** START MATERIALS PROVIDED **

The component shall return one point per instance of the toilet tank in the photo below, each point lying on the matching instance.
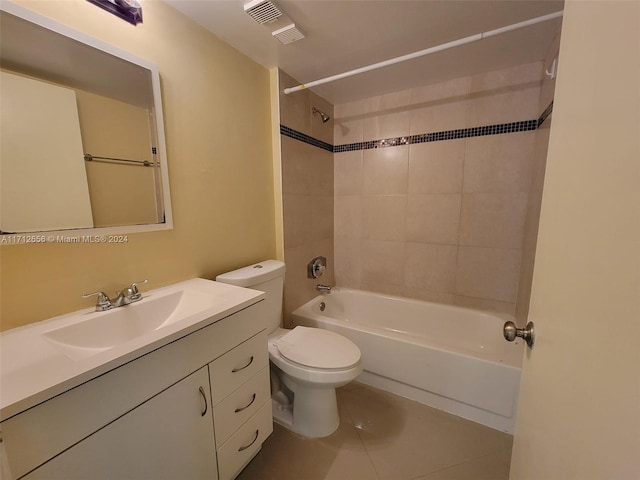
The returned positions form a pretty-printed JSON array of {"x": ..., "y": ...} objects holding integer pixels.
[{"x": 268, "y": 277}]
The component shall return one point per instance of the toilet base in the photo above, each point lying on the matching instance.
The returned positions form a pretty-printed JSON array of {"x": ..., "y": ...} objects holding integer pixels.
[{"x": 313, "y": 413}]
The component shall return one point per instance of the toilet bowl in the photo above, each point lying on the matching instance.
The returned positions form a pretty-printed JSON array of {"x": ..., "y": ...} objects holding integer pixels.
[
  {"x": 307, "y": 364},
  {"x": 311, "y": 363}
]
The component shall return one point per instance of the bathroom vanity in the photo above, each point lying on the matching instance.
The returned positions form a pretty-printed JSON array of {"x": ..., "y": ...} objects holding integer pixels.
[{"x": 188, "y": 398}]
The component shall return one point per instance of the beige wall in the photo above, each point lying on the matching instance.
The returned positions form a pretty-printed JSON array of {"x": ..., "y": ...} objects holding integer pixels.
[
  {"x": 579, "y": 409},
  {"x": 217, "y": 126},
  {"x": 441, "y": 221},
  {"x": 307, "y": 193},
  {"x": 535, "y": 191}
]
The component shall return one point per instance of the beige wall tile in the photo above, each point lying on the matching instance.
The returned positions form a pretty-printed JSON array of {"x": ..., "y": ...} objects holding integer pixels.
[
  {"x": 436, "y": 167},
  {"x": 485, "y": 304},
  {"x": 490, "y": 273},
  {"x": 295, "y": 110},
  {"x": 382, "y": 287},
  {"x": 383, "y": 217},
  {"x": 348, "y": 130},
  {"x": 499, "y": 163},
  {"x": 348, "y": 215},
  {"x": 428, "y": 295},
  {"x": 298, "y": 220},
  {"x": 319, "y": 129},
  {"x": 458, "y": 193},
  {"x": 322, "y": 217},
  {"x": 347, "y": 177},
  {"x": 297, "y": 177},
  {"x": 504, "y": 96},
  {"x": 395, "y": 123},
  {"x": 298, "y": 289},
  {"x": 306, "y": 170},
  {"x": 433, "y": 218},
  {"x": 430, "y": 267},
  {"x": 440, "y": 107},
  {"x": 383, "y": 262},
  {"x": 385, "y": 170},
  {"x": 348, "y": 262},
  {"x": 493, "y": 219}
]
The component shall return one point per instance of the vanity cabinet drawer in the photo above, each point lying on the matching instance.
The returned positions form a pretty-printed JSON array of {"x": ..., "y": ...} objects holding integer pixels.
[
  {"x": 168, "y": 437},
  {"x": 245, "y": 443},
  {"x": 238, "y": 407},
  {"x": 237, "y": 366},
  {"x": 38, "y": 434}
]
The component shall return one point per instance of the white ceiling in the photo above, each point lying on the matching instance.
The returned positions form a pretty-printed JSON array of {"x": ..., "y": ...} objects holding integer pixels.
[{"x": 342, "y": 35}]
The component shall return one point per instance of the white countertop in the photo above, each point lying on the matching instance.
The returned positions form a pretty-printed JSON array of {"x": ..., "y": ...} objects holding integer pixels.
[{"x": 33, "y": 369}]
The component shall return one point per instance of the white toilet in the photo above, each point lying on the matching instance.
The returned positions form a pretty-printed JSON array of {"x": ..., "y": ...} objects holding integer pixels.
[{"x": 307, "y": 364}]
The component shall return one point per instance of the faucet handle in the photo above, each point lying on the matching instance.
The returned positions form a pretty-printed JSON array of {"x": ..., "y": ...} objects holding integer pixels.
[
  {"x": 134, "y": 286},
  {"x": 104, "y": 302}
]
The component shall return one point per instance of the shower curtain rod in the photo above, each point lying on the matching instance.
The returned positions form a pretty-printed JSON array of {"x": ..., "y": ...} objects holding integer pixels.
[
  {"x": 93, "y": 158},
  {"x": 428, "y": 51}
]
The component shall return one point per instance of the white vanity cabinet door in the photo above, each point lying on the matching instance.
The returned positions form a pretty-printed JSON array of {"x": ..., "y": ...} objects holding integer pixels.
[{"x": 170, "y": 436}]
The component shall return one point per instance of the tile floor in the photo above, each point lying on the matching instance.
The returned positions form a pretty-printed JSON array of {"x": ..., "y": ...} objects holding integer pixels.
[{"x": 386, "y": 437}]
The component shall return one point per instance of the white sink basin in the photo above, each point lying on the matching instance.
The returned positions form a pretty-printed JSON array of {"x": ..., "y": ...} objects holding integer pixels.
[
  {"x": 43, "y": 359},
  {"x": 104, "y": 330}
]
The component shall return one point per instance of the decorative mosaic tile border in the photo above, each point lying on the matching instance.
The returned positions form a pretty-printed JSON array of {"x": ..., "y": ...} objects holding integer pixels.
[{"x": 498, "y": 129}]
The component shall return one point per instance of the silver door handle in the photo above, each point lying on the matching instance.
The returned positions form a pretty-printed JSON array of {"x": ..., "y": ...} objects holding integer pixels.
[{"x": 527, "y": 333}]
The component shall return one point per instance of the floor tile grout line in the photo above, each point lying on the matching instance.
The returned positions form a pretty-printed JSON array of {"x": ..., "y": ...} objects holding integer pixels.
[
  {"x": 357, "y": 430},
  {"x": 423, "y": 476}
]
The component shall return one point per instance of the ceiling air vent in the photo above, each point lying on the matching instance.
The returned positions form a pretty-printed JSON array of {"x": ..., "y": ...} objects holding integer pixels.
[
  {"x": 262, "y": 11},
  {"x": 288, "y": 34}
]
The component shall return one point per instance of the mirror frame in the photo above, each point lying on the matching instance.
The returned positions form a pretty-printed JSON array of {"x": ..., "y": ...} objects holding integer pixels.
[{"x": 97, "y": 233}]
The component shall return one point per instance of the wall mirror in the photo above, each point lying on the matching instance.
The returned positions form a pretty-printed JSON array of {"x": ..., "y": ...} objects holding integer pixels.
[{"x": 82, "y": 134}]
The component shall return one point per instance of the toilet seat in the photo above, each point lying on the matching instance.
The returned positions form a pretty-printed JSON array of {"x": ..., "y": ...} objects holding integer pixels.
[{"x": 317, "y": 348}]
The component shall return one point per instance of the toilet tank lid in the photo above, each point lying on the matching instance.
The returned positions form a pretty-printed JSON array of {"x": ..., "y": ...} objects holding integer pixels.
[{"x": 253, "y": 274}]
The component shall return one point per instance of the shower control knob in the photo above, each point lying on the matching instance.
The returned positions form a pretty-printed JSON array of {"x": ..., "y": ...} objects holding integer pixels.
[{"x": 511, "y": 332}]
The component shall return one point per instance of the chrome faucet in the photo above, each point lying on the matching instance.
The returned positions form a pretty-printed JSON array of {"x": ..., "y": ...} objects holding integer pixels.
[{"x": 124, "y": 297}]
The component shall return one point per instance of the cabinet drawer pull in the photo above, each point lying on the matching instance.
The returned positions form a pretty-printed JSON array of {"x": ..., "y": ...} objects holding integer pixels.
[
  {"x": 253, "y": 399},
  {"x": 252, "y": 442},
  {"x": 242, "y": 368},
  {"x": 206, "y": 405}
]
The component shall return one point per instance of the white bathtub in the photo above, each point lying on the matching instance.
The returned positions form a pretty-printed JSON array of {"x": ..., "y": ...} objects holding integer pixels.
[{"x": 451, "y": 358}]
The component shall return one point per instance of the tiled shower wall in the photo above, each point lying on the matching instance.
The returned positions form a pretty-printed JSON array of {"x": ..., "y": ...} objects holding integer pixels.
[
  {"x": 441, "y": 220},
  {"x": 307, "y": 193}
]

** END MATERIALS PROVIDED **

**TASK TO COMPLETE:** All of the data above should be transcribed verbatim, with pictures omitted.

**THE RESULT:**
The component shall return one point per instance of the toilet tank in the photo below, each point lying on the matching instance.
The returned positions form a pretty-printed JSON array of {"x": ..., "y": ...} objects holding integer pixels.
[{"x": 268, "y": 277}]
The component shall return one point per instance of the toilet base in the photo above, each point lying on the matching instance.
The returned positions form a pretty-printed JSON array of {"x": ..., "y": ...} objects holding integer pixels.
[{"x": 313, "y": 413}]
The component shall return one point per instance of the toilet bowl in the photo above, each point lying on the matching instance.
The returned positions form a pretty-printed JSON array of {"x": ..., "y": ...} objects holding integer pixels.
[
  {"x": 307, "y": 364},
  {"x": 311, "y": 363}
]
The component shall return one point per instance of the bathroom vanity in the photo above, each point lying on the matching instance.
The returned positions form a pretty-printed JSON array of {"x": ..., "y": ...} objects holding integer pixels.
[{"x": 188, "y": 398}]
The component shall return one point per instance of the beige wall in the photo above, each point lying on the matching instance.
The returned positions form a pretty-printed JSON array of {"x": ..., "y": ...} objects holding integer pixels.
[
  {"x": 579, "y": 409},
  {"x": 217, "y": 126},
  {"x": 441, "y": 221},
  {"x": 307, "y": 193},
  {"x": 535, "y": 191}
]
The component shall return one point per instance of the beige wall tile in the photo above, each point lying on the matching instance.
The returned positions form a pretty-printed JSON array of {"x": ..., "y": ...} objects holding integer pixels.
[
  {"x": 436, "y": 167},
  {"x": 485, "y": 304},
  {"x": 490, "y": 273},
  {"x": 295, "y": 110},
  {"x": 382, "y": 287},
  {"x": 383, "y": 217},
  {"x": 348, "y": 130},
  {"x": 499, "y": 163},
  {"x": 348, "y": 215},
  {"x": 428, "y": 295},
  {"x": 298, "y": 220},
  {"x": 319, "y": 129},
  {"x": 458, "y": 193},
  {"x": 322, "y": 217},
  {"x": 347, "y": 177},
  {"x": 297, "y": 177},
  {"x": 504, "y": 96},
  {"x": 395, "y": 123},
  {"x": 298, "y": 289},
  {"x": 306, "y": 170},
  {"x": 433, "y": 218},
  {"x": 430, "y": 267},
  {"x": 440, "y": 107},
  {"x": 383, "y": 262},
  {"x": 385, "y": 170},
  {"x": 348, "y": 262},
  {"x": 493, "y": 219}
]
The component shall return one point per instance of the vanity cabinet drawer in the photo above, each point lying on the matching instance.
The returned positions form a pretty-printed JSON array of {"x": ..., "y": ...} objects holding integer pixels.
[
  {"x": 168, "y": 437},
  {"x": 245, "y": 443},
  {"x": 238, "y": 407},
  {"x": 237, "y": 366},
  {"x": 38, "y": 434}
]
The component shall return one point per instance of the white ceiling in the photo above, each point lying on the matching instance.
The returned positions form a pretty-printed JSON array of {"x": ..., "y": ...} objects holding integer pixels.
[{"x": 342, "y": 35}]
The component shall return one point per instance of the white countertop in the photo above, each point lying on the matching instance.
The returned positions form a pretty-printed JSON array of {"x": ..., "y": ...} objects holding integer pixels.
[{"x": 33, "y": 369}]
The component shall return one point per instance of the white toilet in the photo above, each point lying on the matching instance.
The returned positions form a pretty-printed JSON array of {"x": ..., "y": ...} objects holding integer pixels.
[{"x": 307, "y": 364}]
The component shall return one point per instance of the faucet handle in the photo above, each point lying on the matching instance.
The returned positions form a pretty-printed JSON array of {"x": ..., "y": ...} objects holding integer pixels.
[
  {"x": 134, "y": 286},
  {"x": 104, "y": 302}
]
The component shall return one point per instance of the shower curtain rod in the photo above, each point lying on the matching instance.
The returned positions form a pretty-printed JSON array of {"x": ..., "y": ...} objects holding integer pixels.
[
  {"x": 93, "y": 158},
  {"x": 428, "y": 51}
]
The component shall return one point per instance of the white vanity cabinet door in the photo above, each point lying on the matching instance.
The returned positions form a pretty-printed JSON array of {"x": ..., "y": ...} objects holding integer pixels.
[{"x": 170, "y": 436}]
The component shall return one point per instance of the tile floor in the photo above, each point lying on the matching instance.
The returned positions form a pretty-printed JSON array of {"x": ..., "y": ...} objects holding integer pixels.
[{"x": 386, "y": 437}]
The component shall return one point per instance of the white sink basin in the photo above, each point lying on the matching instance.
The returned positions form a pretty-printed JSON array of {"x": ..., "y": ...} objects holding integer pixels.
[
  {"x": 43, "y": 359},
  {"x": 104, "y": 330}
]
The component shall return one point per instance of the decorative mosaic tile border in the photo above, each point lying on the matching instance.
The returned positions form a pretty-printed JSON array of {"x": ..., "y": ...} objects holding integer pixels.
[{"x": 498, "y": 129}]
The component shall return one point per instance of the silver door handle in the photo above, each point lying on the matching instance.
The returned positions form a pretty-printed JSON array of {"x": ..., "y": ...} objects holding integer pixels.
[{"x": 527, "y": 333}]
The component shall return one point per instance of the floor tile grout line in the photo above, each point lying on the matching instance.
The returned positions form a pretty-printed JSON array of {"x": ..., "y": ...} objects holding integer pixels.
[
  {"x": 357, "y": 430},
  {"x": 423, "y": 476}
]
The component shall return one point per instance of the ceiling air vent in the photo above, each point lying on the matching instance.
The returned positions form a pretty-printed JSON array of {"x": ..., "y": ...} objects holding integer pixels.
[
  {"x": 262, "y": 11},
  {"x": 288, "y": 34}
]
The component shall return one point per instance of the mirror frame in the photo above, each point lying on the matching instance.
The returned positions form a pretty-printed JSON array of {"x": ..., "y": ...} objects holding integer pixels.
[{"x": 97, "y": 233}]
The component shall return one point per instance of the wall mirror in the photo above, each point lying on the matching instance.
The returned positions form a pretty-printed JSON array of {"x": ..., "y": ...} objects holding integer pixels.
[{"x": 82, "y": 134}]
The component shall return one point per instance of the toilet seat in the photo above, each point lying on the matching instance.
The returned positions form a pretty-printed JSON array of {"x": ..., "y": ...} objects holding integer pixels.
[{"x": 317, "y": 348}]
The component shall return one point per instance of the toilet tank lid in the photo above, each point lying on the matching instance.
The returned positions form a pretty-printed JSON array of {"x": ..., "y": ...} objects holding integer pixels.
[{"x": 253, "y": 274}]
The component shall return one point per instance of the shower control knob in the photo above, each point lying on the matching instance.
The returned positions form a pretty-printed JSON array of {"x": ..., "y": ...} objects holding integer pixels.
[{"x": 511, "y": 332}]
The component shall return one point per instance of the chrome faucet in the photo above, each point lying on the matching instance.
The returned positions form a pretty-printed JSON array of {"x": ..., "y": ...} objects holding integer pixels.
[{"x": 124, "y": 297}]
The component shall return one point per instance of the cabinet drawer pull in the photo above, each point lying on the matching instance.
The returned positions form a pretty-printed JSON array of {"x": ..., "y": ...} objects holding integer pixels.
[
  {"x": 253, "y": 399},
  {"x": 252, "y": 442},
  {"x": 242, "y": 368},
  {"x": 206, "y": 405}
]
The component shall return one point per instance of the white bathtub in the photo above, each point lying on the matching instance.
The returned positions form a pretty-printed JSON array of {"x": ..., "y": ...} objects holding integer pixels.
[{"x": 451, "y": 358}]
The component shall return one point per instance of the tiled shower wall in the photo above, each point lying on the matching instance.
The returned positions form a pretty-printed JSON array of {"x": ..., "y": ...} objects holding integer pixels.
[
  {"x": 441, "y": 220},
  {"x": 307, "y": 193}
]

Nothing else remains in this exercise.